* [Task to carry out]
Say how many lines of the listing below include the word "examine", with no other output.
= Beginning of Section =
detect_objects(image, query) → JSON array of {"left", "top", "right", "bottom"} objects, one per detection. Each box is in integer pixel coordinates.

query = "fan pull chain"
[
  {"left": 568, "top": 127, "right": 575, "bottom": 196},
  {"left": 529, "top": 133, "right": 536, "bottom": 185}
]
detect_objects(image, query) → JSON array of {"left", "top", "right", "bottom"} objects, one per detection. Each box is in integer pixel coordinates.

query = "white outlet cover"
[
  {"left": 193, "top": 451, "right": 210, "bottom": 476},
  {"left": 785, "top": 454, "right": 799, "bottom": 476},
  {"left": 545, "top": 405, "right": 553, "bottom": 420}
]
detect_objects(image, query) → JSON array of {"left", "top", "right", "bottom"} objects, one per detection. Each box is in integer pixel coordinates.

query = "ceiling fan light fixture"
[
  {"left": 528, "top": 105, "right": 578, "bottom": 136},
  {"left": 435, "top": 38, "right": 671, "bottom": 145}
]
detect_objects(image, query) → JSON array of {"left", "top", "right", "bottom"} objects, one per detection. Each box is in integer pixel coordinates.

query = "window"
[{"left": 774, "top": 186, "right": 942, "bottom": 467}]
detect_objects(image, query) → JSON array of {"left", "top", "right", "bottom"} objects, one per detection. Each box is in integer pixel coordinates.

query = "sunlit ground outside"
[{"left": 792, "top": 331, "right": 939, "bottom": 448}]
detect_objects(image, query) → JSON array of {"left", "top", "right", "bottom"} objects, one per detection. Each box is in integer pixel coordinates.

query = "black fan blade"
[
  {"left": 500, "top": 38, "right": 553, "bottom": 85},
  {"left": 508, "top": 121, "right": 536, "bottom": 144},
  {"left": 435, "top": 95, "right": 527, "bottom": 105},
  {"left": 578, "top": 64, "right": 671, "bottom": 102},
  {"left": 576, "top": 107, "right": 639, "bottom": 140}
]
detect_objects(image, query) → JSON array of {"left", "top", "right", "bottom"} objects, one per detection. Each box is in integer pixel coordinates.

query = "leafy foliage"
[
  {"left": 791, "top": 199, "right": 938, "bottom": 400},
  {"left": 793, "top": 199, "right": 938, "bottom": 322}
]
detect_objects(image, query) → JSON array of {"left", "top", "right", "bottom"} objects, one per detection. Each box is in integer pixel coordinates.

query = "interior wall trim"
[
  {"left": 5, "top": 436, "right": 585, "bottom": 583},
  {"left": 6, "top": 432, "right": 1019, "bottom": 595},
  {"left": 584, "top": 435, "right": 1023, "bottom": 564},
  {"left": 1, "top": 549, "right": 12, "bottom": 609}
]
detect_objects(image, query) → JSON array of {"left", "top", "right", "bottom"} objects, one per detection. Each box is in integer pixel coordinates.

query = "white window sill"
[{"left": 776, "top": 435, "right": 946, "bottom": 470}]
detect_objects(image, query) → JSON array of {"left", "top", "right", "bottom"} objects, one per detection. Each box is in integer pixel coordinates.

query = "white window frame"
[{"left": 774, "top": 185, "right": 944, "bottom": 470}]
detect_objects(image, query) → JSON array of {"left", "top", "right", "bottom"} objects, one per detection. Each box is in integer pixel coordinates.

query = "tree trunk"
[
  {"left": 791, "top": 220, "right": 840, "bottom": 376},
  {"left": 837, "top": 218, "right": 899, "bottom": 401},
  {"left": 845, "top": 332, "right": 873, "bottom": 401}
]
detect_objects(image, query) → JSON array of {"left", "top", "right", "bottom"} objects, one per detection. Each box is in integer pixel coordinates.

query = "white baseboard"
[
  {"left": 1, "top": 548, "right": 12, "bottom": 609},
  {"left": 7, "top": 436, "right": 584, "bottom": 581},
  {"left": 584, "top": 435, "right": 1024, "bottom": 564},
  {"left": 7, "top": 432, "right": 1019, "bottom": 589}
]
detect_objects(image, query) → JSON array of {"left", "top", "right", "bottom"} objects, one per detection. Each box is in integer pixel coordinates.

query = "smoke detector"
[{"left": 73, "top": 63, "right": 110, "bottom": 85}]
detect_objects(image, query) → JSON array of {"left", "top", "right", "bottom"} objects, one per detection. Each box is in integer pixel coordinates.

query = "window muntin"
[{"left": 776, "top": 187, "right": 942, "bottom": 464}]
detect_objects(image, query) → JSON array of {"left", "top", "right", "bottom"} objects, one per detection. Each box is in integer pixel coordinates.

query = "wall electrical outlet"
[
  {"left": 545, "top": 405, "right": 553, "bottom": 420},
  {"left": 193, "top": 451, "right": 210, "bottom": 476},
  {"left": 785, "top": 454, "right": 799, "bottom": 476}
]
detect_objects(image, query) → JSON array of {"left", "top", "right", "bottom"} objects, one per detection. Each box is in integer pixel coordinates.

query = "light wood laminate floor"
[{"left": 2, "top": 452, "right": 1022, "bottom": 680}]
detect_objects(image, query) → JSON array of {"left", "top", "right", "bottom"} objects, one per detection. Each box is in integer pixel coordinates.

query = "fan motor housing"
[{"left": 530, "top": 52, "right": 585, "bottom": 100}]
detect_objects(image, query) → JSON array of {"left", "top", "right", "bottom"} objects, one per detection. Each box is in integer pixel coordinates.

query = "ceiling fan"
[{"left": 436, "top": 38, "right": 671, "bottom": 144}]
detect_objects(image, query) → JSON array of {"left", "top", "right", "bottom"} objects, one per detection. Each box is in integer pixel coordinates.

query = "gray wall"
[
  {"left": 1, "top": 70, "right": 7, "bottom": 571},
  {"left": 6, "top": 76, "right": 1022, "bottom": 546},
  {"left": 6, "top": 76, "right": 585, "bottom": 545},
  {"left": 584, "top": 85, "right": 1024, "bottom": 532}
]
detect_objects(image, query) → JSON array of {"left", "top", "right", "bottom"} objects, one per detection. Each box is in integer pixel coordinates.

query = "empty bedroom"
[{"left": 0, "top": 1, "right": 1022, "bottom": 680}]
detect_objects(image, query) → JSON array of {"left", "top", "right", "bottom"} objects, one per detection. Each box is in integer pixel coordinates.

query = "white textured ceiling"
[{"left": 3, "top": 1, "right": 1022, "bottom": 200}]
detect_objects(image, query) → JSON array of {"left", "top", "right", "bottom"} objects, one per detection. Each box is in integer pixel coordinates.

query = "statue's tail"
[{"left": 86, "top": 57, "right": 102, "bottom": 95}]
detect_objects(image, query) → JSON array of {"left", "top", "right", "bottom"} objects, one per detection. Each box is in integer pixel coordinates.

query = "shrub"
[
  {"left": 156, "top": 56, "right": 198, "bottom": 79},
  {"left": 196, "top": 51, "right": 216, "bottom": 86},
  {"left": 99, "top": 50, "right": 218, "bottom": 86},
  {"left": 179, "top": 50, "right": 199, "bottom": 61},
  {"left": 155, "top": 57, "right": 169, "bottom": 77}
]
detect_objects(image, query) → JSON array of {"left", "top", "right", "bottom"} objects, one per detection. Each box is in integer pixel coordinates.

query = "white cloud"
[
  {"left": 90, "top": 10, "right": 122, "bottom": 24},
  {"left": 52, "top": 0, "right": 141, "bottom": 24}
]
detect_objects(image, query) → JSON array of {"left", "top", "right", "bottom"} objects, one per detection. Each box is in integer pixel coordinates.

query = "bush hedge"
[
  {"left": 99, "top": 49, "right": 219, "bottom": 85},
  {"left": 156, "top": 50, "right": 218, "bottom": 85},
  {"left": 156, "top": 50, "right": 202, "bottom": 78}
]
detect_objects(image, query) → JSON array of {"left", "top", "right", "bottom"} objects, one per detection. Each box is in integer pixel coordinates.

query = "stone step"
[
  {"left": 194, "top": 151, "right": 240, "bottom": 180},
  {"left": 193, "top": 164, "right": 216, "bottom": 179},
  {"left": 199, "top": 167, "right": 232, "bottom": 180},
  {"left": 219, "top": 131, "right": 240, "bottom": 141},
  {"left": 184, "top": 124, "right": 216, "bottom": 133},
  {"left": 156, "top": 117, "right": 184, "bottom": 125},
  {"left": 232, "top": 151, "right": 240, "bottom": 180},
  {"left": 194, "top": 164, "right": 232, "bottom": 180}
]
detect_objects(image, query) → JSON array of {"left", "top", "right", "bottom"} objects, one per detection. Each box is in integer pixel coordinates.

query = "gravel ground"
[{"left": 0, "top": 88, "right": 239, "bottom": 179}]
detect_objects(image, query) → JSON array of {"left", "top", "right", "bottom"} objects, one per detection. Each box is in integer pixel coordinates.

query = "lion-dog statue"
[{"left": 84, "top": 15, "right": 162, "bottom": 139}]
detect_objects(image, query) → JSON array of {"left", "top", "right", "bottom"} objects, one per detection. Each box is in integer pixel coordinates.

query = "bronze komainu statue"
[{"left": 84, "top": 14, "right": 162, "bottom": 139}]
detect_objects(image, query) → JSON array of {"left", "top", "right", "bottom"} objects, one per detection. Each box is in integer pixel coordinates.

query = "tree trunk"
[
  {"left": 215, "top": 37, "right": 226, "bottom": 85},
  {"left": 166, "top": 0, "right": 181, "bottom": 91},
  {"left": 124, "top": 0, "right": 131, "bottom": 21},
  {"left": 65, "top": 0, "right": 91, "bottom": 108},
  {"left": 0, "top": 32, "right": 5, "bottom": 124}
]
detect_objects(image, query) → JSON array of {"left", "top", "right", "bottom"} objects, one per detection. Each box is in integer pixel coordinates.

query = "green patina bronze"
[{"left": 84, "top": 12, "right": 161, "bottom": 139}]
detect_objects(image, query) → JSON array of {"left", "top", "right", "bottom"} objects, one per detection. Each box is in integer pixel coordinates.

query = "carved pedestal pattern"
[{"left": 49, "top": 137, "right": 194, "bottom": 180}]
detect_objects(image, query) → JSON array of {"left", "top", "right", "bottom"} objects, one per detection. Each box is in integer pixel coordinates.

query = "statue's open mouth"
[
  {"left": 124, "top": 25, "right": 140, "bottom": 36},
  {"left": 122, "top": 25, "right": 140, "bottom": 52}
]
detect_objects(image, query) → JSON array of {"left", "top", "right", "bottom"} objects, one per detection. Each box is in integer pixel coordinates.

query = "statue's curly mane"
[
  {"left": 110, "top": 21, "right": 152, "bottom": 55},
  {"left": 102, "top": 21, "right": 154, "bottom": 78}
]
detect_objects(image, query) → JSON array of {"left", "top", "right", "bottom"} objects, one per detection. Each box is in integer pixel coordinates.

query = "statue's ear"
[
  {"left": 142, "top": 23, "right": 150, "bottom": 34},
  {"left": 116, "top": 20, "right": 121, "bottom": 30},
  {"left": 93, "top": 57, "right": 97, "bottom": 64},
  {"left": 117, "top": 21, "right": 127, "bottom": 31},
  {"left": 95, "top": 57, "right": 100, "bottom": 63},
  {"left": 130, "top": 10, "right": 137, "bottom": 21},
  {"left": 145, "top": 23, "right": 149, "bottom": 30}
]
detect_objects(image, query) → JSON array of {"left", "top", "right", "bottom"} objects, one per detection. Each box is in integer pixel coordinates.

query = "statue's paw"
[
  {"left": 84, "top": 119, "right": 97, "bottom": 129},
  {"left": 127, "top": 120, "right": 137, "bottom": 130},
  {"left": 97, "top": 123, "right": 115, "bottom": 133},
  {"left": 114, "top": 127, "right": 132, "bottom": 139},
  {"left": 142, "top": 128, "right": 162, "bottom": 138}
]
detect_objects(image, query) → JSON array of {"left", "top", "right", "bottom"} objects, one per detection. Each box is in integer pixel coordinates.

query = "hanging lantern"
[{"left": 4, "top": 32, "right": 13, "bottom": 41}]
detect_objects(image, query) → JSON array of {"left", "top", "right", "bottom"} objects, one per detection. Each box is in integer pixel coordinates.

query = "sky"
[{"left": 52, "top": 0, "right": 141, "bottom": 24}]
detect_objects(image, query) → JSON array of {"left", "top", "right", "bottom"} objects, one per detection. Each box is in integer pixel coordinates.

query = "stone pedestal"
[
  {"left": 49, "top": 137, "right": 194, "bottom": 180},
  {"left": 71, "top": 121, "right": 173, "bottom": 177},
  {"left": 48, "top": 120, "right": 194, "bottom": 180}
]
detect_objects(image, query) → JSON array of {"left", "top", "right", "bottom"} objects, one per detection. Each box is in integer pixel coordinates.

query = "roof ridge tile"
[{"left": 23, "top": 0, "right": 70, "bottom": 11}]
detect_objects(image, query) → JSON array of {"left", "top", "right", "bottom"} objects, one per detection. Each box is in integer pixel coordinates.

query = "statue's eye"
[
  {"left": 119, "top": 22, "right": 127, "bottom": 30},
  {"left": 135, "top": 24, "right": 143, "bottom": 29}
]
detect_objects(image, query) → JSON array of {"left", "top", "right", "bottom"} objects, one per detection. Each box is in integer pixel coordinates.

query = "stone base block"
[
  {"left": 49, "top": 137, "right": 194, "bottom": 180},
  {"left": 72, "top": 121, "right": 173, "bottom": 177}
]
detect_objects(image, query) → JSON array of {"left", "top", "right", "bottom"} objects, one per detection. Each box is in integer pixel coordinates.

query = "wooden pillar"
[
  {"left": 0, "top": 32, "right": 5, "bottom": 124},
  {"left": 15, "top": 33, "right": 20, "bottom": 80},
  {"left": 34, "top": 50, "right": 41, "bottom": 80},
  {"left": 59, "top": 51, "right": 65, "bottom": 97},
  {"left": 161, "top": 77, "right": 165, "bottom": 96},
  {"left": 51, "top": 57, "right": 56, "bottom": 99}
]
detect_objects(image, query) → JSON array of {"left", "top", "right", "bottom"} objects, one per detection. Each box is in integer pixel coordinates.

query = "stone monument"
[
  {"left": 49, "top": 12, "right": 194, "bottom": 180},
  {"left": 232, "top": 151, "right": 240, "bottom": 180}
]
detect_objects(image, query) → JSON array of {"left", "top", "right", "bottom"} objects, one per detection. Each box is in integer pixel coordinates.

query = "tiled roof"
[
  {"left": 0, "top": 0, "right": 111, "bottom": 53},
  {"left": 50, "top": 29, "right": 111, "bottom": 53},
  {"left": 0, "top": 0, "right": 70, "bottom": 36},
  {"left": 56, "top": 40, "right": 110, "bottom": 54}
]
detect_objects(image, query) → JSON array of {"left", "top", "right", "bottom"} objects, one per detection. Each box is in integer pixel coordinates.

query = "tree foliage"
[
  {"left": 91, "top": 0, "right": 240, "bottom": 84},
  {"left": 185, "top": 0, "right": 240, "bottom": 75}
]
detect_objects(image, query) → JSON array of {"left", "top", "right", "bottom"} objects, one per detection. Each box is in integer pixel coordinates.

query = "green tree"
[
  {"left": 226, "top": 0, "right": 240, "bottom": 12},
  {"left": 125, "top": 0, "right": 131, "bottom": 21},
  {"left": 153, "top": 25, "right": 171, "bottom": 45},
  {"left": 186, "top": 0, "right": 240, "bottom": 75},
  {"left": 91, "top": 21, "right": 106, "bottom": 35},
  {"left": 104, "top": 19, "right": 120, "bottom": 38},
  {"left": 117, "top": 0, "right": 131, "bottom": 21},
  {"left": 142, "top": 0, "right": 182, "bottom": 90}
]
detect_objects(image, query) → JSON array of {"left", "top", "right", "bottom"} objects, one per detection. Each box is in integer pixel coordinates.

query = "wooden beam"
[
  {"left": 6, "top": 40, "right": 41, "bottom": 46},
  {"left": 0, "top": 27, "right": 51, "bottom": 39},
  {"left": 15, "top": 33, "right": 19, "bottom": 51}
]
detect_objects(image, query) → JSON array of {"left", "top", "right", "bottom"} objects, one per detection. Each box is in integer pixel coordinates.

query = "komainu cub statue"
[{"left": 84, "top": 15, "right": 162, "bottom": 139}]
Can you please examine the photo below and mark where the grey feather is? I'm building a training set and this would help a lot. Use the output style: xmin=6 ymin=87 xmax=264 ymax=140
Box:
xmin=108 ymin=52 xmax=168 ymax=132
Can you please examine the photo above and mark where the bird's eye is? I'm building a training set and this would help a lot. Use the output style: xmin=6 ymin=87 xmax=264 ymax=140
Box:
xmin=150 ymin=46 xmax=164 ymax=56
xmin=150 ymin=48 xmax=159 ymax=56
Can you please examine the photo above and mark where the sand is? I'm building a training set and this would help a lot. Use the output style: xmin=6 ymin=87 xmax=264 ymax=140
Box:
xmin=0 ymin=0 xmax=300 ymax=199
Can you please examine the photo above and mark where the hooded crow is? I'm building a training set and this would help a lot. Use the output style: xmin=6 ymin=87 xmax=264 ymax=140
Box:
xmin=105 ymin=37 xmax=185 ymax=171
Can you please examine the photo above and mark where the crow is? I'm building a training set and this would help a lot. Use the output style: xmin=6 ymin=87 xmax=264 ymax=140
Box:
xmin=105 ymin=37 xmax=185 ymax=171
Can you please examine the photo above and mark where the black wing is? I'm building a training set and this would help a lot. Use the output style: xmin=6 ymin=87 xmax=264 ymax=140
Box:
= End of Section =
* [Reply]
6